> **WHAT IS BEING ASKED**:
Please retype all of the following entries exactly.

Phrase grounding data
########
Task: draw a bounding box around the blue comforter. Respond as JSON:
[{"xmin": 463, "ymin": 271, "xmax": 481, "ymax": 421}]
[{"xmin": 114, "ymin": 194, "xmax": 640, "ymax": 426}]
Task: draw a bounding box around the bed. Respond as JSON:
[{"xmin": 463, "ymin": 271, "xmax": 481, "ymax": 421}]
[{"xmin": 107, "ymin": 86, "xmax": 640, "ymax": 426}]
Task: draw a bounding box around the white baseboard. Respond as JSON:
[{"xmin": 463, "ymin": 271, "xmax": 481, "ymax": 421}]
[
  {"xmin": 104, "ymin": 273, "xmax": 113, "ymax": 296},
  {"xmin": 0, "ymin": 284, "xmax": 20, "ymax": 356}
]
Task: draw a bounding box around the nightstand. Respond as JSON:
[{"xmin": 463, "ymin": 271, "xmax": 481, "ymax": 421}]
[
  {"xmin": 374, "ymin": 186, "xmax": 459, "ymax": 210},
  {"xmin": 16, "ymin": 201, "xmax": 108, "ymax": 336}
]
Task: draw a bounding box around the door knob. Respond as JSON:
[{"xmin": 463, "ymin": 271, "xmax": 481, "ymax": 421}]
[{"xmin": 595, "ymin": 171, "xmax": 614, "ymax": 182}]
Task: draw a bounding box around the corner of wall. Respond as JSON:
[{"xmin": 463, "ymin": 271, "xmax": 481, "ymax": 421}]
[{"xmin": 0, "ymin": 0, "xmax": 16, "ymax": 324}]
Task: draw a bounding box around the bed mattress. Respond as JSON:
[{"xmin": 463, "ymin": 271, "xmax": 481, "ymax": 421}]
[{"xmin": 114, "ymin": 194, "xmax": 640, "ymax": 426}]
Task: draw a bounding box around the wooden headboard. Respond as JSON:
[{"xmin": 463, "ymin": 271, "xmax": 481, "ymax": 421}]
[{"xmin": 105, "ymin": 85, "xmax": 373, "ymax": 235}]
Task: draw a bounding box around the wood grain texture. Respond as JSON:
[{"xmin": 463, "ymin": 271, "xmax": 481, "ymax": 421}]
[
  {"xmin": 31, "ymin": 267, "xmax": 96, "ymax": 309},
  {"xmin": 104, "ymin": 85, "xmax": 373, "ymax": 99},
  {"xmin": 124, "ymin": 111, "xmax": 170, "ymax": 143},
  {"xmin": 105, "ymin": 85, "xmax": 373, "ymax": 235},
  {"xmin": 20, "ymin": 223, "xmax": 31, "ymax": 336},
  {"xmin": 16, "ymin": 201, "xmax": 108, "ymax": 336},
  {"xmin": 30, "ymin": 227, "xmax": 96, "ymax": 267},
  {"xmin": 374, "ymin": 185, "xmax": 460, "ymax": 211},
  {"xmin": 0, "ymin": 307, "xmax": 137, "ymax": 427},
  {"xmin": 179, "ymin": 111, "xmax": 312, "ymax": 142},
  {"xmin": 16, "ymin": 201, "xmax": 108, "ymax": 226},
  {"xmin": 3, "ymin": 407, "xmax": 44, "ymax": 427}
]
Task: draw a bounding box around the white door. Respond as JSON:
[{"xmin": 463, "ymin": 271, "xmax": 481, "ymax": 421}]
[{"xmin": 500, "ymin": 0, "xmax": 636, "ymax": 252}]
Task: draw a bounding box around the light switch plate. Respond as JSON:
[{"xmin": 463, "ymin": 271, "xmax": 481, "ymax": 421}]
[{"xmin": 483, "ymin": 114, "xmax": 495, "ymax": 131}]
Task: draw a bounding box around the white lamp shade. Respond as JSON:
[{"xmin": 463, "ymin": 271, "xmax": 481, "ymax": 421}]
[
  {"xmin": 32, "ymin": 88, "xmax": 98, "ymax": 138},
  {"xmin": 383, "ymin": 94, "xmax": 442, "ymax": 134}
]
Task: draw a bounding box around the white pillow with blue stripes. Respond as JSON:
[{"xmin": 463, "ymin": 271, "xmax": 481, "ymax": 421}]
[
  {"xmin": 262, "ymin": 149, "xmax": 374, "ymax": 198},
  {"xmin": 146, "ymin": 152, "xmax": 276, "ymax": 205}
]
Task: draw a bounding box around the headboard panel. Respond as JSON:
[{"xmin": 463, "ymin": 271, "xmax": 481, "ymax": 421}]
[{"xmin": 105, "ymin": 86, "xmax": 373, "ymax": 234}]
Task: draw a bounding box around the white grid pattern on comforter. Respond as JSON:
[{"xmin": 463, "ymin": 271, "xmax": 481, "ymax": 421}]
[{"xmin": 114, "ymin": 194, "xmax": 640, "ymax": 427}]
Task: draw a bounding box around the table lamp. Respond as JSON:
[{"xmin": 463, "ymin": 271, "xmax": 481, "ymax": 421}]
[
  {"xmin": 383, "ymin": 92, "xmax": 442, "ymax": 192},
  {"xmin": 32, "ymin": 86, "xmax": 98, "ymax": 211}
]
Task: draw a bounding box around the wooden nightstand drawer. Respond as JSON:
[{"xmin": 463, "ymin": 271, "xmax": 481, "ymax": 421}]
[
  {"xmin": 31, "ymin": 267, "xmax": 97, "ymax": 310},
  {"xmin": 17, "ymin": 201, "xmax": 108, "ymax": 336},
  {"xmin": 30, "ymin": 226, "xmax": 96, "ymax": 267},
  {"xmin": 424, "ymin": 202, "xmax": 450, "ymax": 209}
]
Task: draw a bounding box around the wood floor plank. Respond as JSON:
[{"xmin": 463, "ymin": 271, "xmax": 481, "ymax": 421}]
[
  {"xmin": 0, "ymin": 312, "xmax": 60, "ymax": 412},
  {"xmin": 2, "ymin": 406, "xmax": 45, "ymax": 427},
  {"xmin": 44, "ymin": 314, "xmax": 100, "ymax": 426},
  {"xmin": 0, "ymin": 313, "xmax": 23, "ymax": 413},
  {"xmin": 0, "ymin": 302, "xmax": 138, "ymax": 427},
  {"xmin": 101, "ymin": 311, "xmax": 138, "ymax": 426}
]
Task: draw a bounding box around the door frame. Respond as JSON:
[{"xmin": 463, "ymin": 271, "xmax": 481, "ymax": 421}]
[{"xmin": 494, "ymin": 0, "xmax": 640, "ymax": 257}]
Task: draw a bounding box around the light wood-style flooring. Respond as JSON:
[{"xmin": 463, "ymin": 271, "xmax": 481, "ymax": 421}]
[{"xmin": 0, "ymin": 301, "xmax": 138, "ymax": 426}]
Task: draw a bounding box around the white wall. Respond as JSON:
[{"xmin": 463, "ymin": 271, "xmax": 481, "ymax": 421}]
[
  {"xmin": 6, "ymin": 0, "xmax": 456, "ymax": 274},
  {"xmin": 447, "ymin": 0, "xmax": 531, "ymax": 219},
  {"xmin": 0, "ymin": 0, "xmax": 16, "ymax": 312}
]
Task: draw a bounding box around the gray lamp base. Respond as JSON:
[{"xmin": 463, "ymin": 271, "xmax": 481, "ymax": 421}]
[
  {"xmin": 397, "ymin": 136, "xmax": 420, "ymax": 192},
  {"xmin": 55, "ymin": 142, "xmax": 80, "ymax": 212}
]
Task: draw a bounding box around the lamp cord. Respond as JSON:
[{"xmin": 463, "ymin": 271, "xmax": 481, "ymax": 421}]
########
> **ANSWER**:
Task: draw a bounding box around the blue comforter. Respond as JSON:
[{"xmin": 463, "ymin": 271, "xmax": 481, "ymax": 421}]
[{"xmin": 114, "ymin": 194, "xmax": 640, "ymax": 426}]
Task: draw a bounding box around the bed. Respond as JSON:
[{"xmin": 463, "ymin": 271, "xmax": 481, "ymax": 421}]
[{"xmin": 107, "ymin": 86, "xmax": 640, "ymax": 426}]
Task: draw a bounding box around the white baseboard. Respond as JSON:
[{"xmin": 463, "ymin": 271, "xmax": 481, "ymax": 421}]
[
  {"xmin": 104, "ymin": 273, "xmax": 113, "ymax": 296},
  {"xmin": 0, "ymin": 284, "xmax": 20, "ymax": 356}
]
Task: draw a bounding box around the nightstand. Respond as JSON:
[{"xmin": 463, "ymin": 271, "xmax": 481, "ymax": 421}]
[
  {"xmin": 374, "ymin": 186, "xmax": 459, "ymax": 210},
  {"xmin": 16, "ymin": 201, "xmax": 108, "ymax": 336}
]
Task: draw a bounding box around the door knob. Respond as JSON:
[{"xmin": 463, "ymin": 271, "xmax": 481, "ymax": 421}]
[{"xmin": 595, "ymin": 171, "xmax": 614, "ymax": 182}]
Task: draw a bounding box around the corner of wall. Respond as JSON:
[{"xmin": 463, "ymin": 271, "xmax": 481, "ymax": 421}]
[{"xmin": 0, "ymin": 0, "xmax": 16, "ymax": 324}]
Task: draw a bounding box around the bed mattress. Respond as JSON:
[{"xmin": 463, "ymin": 271, "xmax": 481, "ymax": 421}]
[{"xmin": 114, "ymin": 194, "xmax": 640, "ymax": 426}]
Task: draw a bounding box around the wooden headboard. Respond as JSON:
[{"xmin": 463, "ymin": 271, "xmax": 481, "ymax": 421}]
[{"xmin": 105, "ymin": 85, "xmax": 373, "ymax": 235}]
Task: draw a bounding box around the wood grain texture. Respond as JSON:
[{"xmin": 463, "ymin": 271, "xmax": 481, "ymax": 421}]
[
  {"xmin": 31, "ymin": 267, "xmax": 96, "ymax": 309},
  {"xmin": 104, "ymin": 85, "xmax": 373, "ymax": 99},
  {"xmin": 124, "ymin": 111, "xmax": 170, "ymax": 143},
  {"xmin": 105, "ymin": 85, "xmax": 373, "ymax": 235},
  {"xmin": 20, "ymin": 223, "xmax": 31, "ymax": 336},
  {"xmin": 16, "ymin": 201, "xmax": 108, "ymax": 336},
  {"xmin": 30, "ymin": 227, "xmax": 96, "ymax": 267},
  {"xmin": 374, "ymin": 185, "xmax": 460, "ymax": 211},
  {"xmin": 0, "ymin": 307, "xmax": 137, "ymax": 427},
  {"xmin": 179, "ymin": 111, "xmax": 312, "ymax": 142},
  {"xmin": 16, "ymin": 201, "xmax": 108, "ymax": 226},
  {"xmin": 3, "ymin": 407, "xmax": 44, "ymax": 427}
]
Task: draw a bounding box around the white door. Respond as JSON:
[{"xmin": 463, "ymin": 271, "xmax": 481, "ymax": 421}]
[{"xmin": 500, "ymin": 0, "xmax": 636, "ymax": 252}]
Task: draw a bounding box around the light switch plate. Respond as JSON:
[{"xmin": 463, "ymin": 271, "xmax": 481, "ymax": 421}]
[{"xmin": 483, "ymin": 114, "xmax": 495, "ymax": 131}]
Task: draw a bounding box around the white lamp shade. Respond as JSON:
[{"xmin": 463, "ymin": 271, "xmax": 481, "ymax": 421}]
[
  {"xmin": 32, "ymin": 88, "xmax": 98, "ymax": 138},
  {"xmin": 383, "ymin": 94, "xmax": 442, "ymax": 134}
]
Task: draw a bounding box around the white pillow with blue stripes. Respond as JSON:
[{"xmin": 463, "ymin": 271, "xmax": 481, "ymax": 421}]
[
  {"xmin": 262, "ymin": 149, "xmax": 374, "ymax": 198},
  {"xmin": 146, "ymin": 152, "xmax": 276, "ymax": 205}
]
Task: draw a bounding box around the headboard panel. Respond as JSON:
[{"xmin": 463, "ymin": 271, "xmax": 481, "ymax": 421}]
[{"xmin": 105, "ymin": 86, "xmax": 373, "ymax": 234}]
Task: draw a bounding box around the white grid pattern on comforter. Respond as JSON:
[{"xmin": 463, "ymin": 271, "xmax": 481, "ymax": 421}]
[{"xmin": 114, "ymin": 194, "xmax": 640, "ymax": 427}]
Task: draw a bounding box around the table lamp. Respond as JSON:
[{"xmin": 463, "ymin": 271, "xmax": 481, "ymax": 421}]
[
  {"xmin": 383, "ymin": 92, "xmax": 442, "ymax": 192},
  {"xmin": 32, "ymin": 86, "xmax": 98, "ymax": 211}
]
Task: draw a bounding box around the wooden nightstand drawer. Respond as JSON:
[{"xmin": 463, "ymin": 271, "xmax": 481, "ymax": 421}]
[
  {"xmin": 31, "ymin": 267, "xmax": 97, "ymax": 310},
  {"xmin": 17, "ymin": 201, "xmax": 108, "ymax": 336},
  {"xmin": 30, "ymin": 226, "xmax": 96, "ymax": 267},
  {"xmin": 424, "ymin": 202, "xmax": 450, "ymax": 209}
]
Task: draw a bounding box around the wood floor plank. Respond as JSON:
[{"xmin": 463, "ymin": 271, "xmax": 481, "ymax": 421}]
[
  {"xmin": 0, "ymin": 312, "xmax": 60, "ymax": 412},
  {"xmin": 2, "ymin": 406, "xmax": 45, "ymax": 427},
  {"xmin": 44, "ymin": 314, "xmax": 100, "ymax": 426},
  {"xmin": 0, "ymin": 313, "xmax": 23, "ymax": 413},
  {"xmin": 0, "ymin": 302, "xmax": 138, "ymax": 427},
  {"xmin": 101, "ymin": 311, "xmax": 138, "ymax": 426}
]
Task: draw a bounding box around the door frame. Respond as JSON:
[{"xmin": 463, "ymin": 271, "xmax": 481, "ymax": 421}]
[{"xmin": 494, "ymin": 0, "xmax": 640, "ymax": 257}]
Task: draw a bounding box around the light wood-style flooring. Respond as JSON:
[{"xmin": 463, "ymin": 271, "xmax": 481, "ymax": 421}]
[{"xmin": 0, "ymin": 301, "xmax": 138, "ymax": 426}]
Task: draw a bounding box around the white wall. Respond as JSON:
[{"xmin": 463, "ymin": 271, "xmax": 481, "ymax": 421}]
[
  {"xmin": 6, "ymin": 0, "xmax": 456, "ymax": 274},
  {"xmin": 447, "ymin": 0, "xmax": 531, "ymax": 219},
  {"xmin": 0, "ymin": 0, "xmax": 16, "ymax": 312}
]
Task: draw a bounding box around the gray lamp base. Respond as JSON:
[{"xmin": 463, "ymin": 271, "xmax": 481, "ymax": 421}]
[
  {"xmin": 397, "ymin": 136, "xmax": 420, "ymax": 192},
  {"xmin": 55, "ymin": 142, "xmax": 80, "ymax": 212}
]
Task: draw a bounding box around the lamp cord. Respond as JSON:
[{"xmin": 463, "ymin": 271, "xmax": 481, "ymax": 421}]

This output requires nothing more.